### Your goal
Can you convert every line of the records below into a JSON list of strings, with one string per line and blank lines left out?

### Dataset entries
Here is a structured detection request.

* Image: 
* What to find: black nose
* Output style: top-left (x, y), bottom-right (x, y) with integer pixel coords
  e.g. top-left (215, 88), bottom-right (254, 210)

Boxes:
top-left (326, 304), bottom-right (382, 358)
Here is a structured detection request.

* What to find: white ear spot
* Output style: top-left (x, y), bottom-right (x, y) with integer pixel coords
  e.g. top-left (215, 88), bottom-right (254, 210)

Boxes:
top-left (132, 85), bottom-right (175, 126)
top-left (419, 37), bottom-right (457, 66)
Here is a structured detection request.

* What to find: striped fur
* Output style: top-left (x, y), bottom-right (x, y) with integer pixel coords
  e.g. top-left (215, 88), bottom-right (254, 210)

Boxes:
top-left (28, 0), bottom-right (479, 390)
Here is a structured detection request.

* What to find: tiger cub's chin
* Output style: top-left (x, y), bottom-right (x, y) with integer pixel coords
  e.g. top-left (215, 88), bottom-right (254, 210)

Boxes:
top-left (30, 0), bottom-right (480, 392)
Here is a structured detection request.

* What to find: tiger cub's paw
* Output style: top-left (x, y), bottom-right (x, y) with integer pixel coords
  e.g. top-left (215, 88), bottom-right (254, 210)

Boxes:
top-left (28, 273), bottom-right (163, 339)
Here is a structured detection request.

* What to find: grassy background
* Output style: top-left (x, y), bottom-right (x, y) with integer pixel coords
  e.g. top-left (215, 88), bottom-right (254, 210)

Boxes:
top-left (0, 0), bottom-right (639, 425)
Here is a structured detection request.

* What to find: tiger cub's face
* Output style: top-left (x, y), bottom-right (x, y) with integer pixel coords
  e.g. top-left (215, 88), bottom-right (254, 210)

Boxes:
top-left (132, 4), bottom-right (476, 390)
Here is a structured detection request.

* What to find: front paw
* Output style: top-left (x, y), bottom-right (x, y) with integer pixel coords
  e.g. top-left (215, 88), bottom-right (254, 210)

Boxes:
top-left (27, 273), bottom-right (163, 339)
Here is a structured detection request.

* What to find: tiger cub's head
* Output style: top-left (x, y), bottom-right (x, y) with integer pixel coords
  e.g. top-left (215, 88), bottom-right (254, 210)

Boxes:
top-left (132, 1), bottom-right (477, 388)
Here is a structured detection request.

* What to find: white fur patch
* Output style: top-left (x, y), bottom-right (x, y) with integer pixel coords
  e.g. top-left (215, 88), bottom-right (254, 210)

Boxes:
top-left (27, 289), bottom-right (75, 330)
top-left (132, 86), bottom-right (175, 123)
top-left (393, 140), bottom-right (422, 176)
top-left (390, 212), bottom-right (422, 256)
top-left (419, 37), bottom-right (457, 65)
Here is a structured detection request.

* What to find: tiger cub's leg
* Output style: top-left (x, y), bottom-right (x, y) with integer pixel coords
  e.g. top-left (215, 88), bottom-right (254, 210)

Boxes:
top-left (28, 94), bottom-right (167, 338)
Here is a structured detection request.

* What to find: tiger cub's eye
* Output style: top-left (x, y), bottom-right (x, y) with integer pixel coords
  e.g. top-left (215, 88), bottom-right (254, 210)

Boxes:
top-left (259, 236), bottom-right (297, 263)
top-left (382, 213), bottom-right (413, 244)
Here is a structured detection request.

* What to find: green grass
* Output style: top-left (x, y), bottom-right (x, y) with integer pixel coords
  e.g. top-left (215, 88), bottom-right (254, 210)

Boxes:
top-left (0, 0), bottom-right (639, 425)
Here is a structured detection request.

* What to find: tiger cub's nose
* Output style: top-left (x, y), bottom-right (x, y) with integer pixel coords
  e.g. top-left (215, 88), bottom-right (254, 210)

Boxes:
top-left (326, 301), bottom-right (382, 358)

### Output of the exercise
[
  "Here is a structured detection request.",
  "* Image: ",
  "* What to find: black nose",
  "* Output style: top-left (x, y), bottom-right (x, y) with integer pixel coords",
  "  e.g. top-left (215, 88), bottom-right (254, 210)",
  "Boxes:",
  "top-left (326, 304), bottom-right (382, 358)",
  "Here is a structured detection request.",
  "* What to find: white ear spot",
  "* Output style: top-left (x, y), bottom-right (x, y) with integer pixel coords",
  "  e.g. top-left (215, 88), bottom-right (254, 210)",
  "Boxes:",
  "top-left (132, 85), bottom-right (175, 126)",
  "top-left (419, 37), bottom-right (457, 66)",
  "Here is a structured detection request.",
  "* What to find: striped fur",
  "* Output style: top-left (x, y), bottom-right (x, y) with integer pixel coords",
  "  e.g. top-left (215, 88), bottom-right (254, 210)",
  "Boxes:",
  "top-left (28, 0), bottom-right (479, 390)",
  "Here is a structured detection request.",
  "* What to find: tiger cub's chin",
  "* Output style: top-left (x, y), bottom-right (x, y) with integer pixel coords",
  "  e.g. top-left (215, 88), bottom-right (254, 210)",
  "Boxes:",
  "top-left (30, 0), bottom-right (480, 392)",
  "Here is a structured detection request.",
  "* What to find: tiger cub's paw",
  "* Output style: top-left (x, y), bottom-right (x, y) with integer pixel coords",
  "  e.g. top-left (215, 88), bottom-right (254, 210)",
  "Boxes:",
  "top-left (28, 273), bottom-right (163, 339)",
  "Here is a structured detection request.",
  "* What to find: grassy background",
  "* Output style: top-left (x, y), bottom-right (x, y) with integer pixel coords",
  "  e.g. top-left (215, 88), bottom-right (254, 210)",
  "Boxes:",
  "top-left (0, 0), bottom-right (639, 425)",
  "Here is a structured detection request.",
  "* What to find: tiger cub's face",
  "* Output style: top-left (x, y), bottom-right (x, y) with integer pixel coords",
  "  e.g. top-left (215, 88), bottom-right (254, 210)",
  "Boxes:",
  "top-left (132, 4), bottom-right (476, 390)",
  "Here is a structured detection request.",
  "* What to find: front paw",
  "* Output style: top-left (x, y), bottom-right (x, y) with integer pixel coords",
  "  e.g. top-left (215, 88), bottom-right (254, 210)",
  "Boxes:",
  "top-left (27, 273), bottom-right (163, 339)",
  "Here is a structured detection request.",
  "* What to find: tiger cub's head",
  "* Output style: top-left (x, y), bottom-right (x, y) with integer pixel coords",
  "  e.g. top-left (215, 88), bottom-right (254, 210)",
  "Boxes:",
  "top-left (132, 1), bottom-right (477, 388)",
  "Here is a structured detection request.",
  "* What to find: white fur patch",
  "* Output style: top-left (x, y), bottom-right (x, y) with integer pixel coords",
  "  e.g. top-left (215, 88), bottom-right (254, 210)",
  "Boxes:",
  "top-left (27, 289), bottom-right (75, 330)",
  "top-left (132, 86), bottom-right (175, 123)",
  "top-left (393, 140), bottom-right (422, 176)",
  "top-left (390, 212), bottom-right (422, 256)",
  "top-left (419, 37), bottom-right (457, 65)",
  "Here is a structured detection request.",
  "* What to find: tiger cub's leg",
  "* Output style: top-left (x, y), bottom-right (x, y) with integer pixel coords",
  "  e.g. top-left (215, 88), bottom-right (254, 210)",
  "Boxes:",
  "top-left (28, 94), bottom-right (167, 338)",
  "Here is a structured detection request.",
  "* What to find: tiger cub's eye",
  "* Output style: top-left (x, y), bottom-right (x, y) with integer pixel coords",
  "  e.g. top-left (215, 88), bottom-right (254, 210)",
  "Boxes:",
  "top-left (259, 236), bottom-right (297, 263)",
  "top-left (382, 213), bottom-right (413, 244)",
  "Here is a structured detection request.",
  "* What to find: green grass",
  "* Output style: top-left (x, y), bottom-right (x, y) with integer pixel coords",
  "  e.g. top-left (215, 88), bottom-right (254, 210)",
  "Boxes:",
  "top-left (0, 0), bottom-right (639, 425)",
  "Here is a structured detection request.",
  "* What to find: tiger cub's nose",
  "* Output style: top-left (x, y), bottom-right (x, y) with integer pixel coords",
  "  e.g. top-left (215, 88), bottom-right (254, 210)",
  "Boxes:",
  "top-left (326, 301), bottom-right (382, 358)"
]